Information supplied:
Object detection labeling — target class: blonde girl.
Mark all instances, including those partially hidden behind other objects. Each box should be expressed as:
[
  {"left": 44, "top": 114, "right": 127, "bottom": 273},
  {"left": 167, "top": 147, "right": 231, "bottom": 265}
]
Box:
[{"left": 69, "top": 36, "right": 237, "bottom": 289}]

Aim of the task:
Copy out only the lines from the one containing "Mark all instances, including" down to the last line of the material, keeping both ends.

Solution to this exercise:
Mark all instances, including those partially hidden behind other objects. Each box should be expressed as:
[
  {"left": 44, "top": 114, "right": 127, "bottom": 273},
  {"left": 167, "top": 147, "right": 231, "bottom": 265}
]
Box:
[{"left": 69, "top": 36, "right": 237, "bottom": 289}]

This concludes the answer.